**Requirement**
Every line from the one bearing "Query: blonde woman with bun" through the last line of the entries should be printed exactly, with no other output.

**Data to use**
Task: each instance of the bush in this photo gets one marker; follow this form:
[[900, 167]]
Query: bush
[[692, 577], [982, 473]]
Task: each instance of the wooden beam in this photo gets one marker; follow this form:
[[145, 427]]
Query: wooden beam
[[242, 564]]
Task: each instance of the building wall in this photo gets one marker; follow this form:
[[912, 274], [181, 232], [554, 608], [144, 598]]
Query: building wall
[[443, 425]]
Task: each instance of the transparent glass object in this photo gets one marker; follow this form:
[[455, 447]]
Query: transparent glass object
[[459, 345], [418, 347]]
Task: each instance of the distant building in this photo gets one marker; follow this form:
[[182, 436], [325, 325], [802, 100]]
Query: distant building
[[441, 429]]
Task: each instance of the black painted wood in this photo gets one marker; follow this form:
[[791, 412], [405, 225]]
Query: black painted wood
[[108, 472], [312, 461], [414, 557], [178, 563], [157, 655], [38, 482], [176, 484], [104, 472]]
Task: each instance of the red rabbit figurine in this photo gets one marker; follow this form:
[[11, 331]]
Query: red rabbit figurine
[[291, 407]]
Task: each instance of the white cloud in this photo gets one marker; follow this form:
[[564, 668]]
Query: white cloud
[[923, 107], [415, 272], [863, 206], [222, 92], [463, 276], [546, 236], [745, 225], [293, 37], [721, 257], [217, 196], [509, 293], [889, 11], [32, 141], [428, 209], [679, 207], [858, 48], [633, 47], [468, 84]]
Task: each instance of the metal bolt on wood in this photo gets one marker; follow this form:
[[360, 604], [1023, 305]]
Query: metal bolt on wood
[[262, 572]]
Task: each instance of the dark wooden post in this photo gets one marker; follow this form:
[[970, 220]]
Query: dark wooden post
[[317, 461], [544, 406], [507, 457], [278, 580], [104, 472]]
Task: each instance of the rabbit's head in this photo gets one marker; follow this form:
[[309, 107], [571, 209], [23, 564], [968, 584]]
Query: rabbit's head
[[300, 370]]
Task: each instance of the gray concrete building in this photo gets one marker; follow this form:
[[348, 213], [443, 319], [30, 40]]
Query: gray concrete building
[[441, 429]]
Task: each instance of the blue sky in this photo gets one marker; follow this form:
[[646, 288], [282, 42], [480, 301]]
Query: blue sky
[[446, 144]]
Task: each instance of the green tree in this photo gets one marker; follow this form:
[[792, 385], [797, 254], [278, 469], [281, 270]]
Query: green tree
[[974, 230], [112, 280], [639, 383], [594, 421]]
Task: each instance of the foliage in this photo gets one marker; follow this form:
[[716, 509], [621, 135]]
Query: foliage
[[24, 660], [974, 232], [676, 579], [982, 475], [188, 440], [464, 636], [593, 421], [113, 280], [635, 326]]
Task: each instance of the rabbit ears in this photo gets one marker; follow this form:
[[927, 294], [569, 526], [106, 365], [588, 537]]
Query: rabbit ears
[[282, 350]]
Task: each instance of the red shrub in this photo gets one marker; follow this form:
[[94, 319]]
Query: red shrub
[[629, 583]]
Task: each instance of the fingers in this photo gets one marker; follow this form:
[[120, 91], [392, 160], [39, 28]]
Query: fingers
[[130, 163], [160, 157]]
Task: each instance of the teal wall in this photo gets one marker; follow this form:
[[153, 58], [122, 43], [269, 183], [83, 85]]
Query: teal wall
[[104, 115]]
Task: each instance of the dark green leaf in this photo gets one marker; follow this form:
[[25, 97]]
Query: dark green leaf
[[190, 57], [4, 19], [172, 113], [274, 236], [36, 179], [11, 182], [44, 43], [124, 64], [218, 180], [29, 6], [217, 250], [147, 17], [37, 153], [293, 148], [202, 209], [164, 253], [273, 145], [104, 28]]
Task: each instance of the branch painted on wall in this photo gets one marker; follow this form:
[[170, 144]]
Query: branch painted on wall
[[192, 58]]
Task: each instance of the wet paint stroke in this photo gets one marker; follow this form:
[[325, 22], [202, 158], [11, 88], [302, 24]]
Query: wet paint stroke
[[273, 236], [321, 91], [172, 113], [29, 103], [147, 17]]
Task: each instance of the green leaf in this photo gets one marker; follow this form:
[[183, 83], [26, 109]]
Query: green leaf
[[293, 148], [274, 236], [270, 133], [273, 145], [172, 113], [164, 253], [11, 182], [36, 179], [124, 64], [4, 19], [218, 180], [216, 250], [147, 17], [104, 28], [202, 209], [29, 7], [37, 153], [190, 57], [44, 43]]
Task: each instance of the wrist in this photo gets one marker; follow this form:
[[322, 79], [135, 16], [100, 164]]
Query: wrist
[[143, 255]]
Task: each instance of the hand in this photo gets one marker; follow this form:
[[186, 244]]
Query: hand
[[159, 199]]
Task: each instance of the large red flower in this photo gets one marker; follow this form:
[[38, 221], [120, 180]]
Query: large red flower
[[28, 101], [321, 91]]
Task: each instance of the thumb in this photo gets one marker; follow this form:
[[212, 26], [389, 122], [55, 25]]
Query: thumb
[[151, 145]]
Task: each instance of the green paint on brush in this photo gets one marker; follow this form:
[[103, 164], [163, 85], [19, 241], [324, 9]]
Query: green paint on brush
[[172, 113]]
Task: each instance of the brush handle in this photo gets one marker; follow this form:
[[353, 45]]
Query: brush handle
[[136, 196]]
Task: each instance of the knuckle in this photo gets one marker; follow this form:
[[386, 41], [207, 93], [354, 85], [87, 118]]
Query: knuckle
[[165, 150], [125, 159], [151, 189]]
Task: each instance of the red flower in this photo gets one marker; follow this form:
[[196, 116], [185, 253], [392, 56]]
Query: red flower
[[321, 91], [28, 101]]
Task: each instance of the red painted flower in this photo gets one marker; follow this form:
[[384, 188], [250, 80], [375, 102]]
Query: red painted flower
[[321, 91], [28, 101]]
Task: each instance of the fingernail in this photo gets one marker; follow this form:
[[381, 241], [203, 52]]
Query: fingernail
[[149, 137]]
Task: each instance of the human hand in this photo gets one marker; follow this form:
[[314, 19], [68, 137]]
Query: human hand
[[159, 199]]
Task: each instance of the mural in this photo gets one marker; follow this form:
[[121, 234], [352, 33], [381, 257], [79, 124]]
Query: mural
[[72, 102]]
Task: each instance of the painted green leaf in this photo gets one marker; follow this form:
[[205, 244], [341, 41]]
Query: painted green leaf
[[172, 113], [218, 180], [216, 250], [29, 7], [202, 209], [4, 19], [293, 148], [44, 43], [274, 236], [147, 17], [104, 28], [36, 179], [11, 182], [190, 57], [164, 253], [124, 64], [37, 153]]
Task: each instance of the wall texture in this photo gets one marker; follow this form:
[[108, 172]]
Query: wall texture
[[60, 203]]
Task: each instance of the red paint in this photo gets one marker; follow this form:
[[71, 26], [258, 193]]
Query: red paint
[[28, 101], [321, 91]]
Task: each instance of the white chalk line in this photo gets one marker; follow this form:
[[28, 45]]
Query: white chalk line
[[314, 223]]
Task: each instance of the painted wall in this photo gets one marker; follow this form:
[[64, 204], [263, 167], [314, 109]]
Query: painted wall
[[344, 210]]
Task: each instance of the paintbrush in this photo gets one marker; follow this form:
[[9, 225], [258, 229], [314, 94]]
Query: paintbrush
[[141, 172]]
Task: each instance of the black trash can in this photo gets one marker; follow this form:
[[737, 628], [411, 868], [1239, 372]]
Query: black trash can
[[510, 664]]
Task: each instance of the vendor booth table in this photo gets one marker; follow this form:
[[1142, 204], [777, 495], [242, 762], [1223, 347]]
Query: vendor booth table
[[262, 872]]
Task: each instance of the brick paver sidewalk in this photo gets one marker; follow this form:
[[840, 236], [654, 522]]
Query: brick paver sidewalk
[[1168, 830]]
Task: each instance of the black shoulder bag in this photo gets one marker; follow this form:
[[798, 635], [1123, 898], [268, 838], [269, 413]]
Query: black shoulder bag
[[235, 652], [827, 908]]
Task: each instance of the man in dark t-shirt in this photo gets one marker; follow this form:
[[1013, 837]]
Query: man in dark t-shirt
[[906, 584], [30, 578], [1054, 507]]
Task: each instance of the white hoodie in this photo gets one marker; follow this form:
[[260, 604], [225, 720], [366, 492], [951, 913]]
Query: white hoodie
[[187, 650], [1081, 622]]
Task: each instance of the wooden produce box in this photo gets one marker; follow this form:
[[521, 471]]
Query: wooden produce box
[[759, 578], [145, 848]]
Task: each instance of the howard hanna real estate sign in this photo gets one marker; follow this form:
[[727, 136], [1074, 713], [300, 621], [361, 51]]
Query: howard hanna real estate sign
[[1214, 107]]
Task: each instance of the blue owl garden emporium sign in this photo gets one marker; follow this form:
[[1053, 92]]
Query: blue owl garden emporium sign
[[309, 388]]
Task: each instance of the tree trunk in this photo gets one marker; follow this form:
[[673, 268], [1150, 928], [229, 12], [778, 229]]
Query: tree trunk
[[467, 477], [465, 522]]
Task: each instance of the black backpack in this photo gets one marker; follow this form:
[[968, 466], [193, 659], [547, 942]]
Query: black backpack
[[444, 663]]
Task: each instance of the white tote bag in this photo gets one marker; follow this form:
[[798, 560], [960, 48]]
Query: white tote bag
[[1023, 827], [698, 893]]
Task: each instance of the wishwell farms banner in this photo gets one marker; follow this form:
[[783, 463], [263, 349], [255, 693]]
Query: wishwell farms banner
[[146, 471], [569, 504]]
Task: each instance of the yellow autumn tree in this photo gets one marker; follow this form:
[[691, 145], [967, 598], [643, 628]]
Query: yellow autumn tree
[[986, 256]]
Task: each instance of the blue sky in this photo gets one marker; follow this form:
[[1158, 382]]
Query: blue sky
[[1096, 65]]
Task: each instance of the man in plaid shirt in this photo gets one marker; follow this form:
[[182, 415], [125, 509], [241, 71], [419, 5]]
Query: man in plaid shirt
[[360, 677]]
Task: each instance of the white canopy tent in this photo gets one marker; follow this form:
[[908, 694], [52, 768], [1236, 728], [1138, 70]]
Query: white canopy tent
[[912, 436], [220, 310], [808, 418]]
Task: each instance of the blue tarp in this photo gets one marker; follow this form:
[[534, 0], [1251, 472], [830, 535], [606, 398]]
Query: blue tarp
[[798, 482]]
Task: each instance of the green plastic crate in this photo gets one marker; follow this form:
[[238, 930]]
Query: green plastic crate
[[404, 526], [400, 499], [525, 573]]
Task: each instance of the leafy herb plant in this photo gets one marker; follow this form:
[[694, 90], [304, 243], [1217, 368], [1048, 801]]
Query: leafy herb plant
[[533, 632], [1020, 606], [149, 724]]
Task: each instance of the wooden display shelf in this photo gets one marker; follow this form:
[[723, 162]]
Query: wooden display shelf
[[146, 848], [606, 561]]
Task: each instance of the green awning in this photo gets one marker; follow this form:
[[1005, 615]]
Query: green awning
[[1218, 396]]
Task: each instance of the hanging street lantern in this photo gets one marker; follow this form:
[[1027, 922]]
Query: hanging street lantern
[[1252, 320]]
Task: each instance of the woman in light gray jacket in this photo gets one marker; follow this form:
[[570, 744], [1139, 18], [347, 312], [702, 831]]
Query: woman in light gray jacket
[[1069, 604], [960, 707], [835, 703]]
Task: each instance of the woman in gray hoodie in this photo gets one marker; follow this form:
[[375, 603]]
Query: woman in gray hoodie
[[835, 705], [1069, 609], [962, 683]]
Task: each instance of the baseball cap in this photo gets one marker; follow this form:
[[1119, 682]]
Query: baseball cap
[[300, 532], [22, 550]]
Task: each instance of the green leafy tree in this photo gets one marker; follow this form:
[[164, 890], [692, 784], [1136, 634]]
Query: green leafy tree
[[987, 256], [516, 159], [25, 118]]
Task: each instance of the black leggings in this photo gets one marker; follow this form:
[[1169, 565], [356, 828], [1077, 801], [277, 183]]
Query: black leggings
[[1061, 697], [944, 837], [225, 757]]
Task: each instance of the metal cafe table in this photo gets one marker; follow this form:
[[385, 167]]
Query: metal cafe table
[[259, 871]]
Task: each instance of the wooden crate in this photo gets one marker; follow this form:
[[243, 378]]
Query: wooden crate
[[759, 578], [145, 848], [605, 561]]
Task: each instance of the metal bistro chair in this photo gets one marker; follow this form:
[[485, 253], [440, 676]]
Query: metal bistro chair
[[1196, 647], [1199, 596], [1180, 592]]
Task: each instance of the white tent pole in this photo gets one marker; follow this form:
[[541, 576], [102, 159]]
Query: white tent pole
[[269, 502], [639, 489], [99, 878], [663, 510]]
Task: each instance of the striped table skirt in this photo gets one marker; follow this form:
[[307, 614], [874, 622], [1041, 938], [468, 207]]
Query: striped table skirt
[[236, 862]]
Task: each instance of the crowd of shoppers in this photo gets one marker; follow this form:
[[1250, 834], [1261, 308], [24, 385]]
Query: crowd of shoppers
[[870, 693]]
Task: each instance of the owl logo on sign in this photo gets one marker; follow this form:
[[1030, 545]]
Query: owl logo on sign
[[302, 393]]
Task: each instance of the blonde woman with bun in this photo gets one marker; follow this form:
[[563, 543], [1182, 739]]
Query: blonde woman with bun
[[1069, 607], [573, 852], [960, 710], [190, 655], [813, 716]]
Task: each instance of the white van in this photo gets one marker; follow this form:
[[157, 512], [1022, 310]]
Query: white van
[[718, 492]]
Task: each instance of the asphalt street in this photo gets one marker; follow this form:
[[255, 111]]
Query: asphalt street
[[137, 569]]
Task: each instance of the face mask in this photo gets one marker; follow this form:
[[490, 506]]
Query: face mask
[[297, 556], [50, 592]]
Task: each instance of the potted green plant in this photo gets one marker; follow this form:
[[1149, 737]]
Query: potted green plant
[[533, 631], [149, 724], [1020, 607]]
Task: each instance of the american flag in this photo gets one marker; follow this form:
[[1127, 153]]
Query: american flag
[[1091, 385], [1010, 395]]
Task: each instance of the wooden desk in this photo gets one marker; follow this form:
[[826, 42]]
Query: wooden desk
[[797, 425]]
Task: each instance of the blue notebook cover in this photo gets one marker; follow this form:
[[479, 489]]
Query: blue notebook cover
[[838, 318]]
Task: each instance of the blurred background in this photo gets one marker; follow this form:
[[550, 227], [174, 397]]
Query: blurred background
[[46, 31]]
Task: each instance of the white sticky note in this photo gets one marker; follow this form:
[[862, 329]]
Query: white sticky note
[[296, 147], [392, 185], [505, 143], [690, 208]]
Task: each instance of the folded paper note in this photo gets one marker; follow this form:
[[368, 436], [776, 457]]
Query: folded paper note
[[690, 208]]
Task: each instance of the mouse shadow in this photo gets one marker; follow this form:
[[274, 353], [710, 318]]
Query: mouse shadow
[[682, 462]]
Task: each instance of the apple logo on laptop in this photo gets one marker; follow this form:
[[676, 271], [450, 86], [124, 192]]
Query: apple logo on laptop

**Result below**
Query: blonde woman with bun
[[1069, 607], [573, 852], [960, 710], [190, 655], [813, 716]]
Task: each instance of the white van in this photo gets one marker; follow this form:
[[157, 512], [1022, 310]]
Query: white van
[[718, 492]]
Task: each instance of the asphalt street in this photo gets one marker; follow this form:
[[255, 111]]
Query: asphalt street
[[137, 569]]
Task: each instance of the face mask in this photo gets one marker; follow this form:
[[490, 506]]
Query: face mask
[[297, 556], [50, 592]]
Task: each instance of the potted green plant in this photo gets one marker; follow this form:
[[1149, 737]]
Query: potted green plant
[[533, 631], [149, 724], [1020, 607]]
Task: each instance of the american flag in this photo gets one marker; follow this form:
[[1127, 153]]
Query: american flag
[[1091, 385], [1010, 395]]
Task: each instance of the wooden desk in this photo gets one marker; follow this form:
[[826, 42]]
Query: wooden desk
[[797, 425]]
Task: each instance of the blue notebook cover in this photo gets one marker; follow this form:
[[479, 489]]
Query: blue notebook cover
[[838, 318]]
Task: each instance of the blurred background in this photo gets one marker; follow this form:
[[550, 227], [174, 397]]
Query: blurred background
[[46, 31]]
Task: each instance of the white sticky note in this photo gets one marker; follow this form:
[[862, 329]]
Query: white sticky note
[[296, 147], [392, 185], [505, 143], [690, 208]]
Task: each instance of the folded paper note in this photo gets one marker; follow this form:
[[368, 436], [776, 457]]
Query: folded paper note
[[690, 208]]
Task: each instance of the mouse shadow in this photo gets one marker; follow this form:
[[274, 353], [710, 318]]
Query: mouse shadow
[[682, 462]]
Task: each instance of the apple logo on laptop in this photo gets one marker; follow this form:
[[676, 271], [450, 86], [124, 192]]
Query: apple logo on laptop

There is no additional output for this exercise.